### THE REQUEST
Scale the records starting at the line that contains "Task: Where can the white" and ending at the last line of the records, and copy only those lines, requests included. Multiply each x and y point coordinate in the answers by 1.25 and round to whole numbers, with halves rounded up.

━━━ DATA FOR THIS EXERCISE ━━━

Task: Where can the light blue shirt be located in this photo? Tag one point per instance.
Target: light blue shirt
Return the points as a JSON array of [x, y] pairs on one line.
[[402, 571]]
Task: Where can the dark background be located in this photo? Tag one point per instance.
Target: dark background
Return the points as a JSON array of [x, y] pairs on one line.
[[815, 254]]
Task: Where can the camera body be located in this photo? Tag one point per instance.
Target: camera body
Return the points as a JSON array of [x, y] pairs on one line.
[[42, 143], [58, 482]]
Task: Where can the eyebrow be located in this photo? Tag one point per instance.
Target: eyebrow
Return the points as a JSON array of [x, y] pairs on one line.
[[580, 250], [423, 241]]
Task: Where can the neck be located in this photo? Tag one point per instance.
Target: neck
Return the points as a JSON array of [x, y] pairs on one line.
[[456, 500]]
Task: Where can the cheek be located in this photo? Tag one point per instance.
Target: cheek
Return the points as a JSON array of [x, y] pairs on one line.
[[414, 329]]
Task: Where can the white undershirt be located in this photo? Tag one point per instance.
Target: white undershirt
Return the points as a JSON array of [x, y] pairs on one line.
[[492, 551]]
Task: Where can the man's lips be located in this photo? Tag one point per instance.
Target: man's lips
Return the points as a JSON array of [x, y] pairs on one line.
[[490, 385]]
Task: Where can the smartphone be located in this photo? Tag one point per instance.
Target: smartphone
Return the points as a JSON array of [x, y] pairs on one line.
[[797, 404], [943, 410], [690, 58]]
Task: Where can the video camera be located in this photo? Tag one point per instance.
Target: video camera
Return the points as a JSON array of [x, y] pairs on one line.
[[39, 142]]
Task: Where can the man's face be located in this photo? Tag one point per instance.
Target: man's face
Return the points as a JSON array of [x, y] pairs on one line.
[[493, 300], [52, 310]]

━━━

### THE OUTPUT
Task: Where can the white undershirt be located in this photo? Tag one point per instance.
Target: white undershirt
Return the points as a JSON array of [x, y] pairs on one line.
[[615, 689]]
Task: Where can the man's lips be located in this photo? Tag one point per instance.
Target: man's lips
Return the points as a JSON array of [x, y] pairs on one line.
[[613, 481]]
Task: Where can the smartphone be located in this photo? Tag one point per instance.
Target: smartphone
Return the points as a JSON array of [x, y] pairs on one line.
[[996, 505], [1179, 513], [863, 73]]
Task: Where can the video camera be located in this photo? Tag one point per instance.
Target: video camera
Return the points as a JSON array of [x, y] pairs on one line.
[[49, 178]]
Task: Where can the man's face be located in this photo? Tag one point per instance.
Target: man's face
Return the points as a JSON array of [x, y] pairs on one line.
[[616, 375], [65, 388]]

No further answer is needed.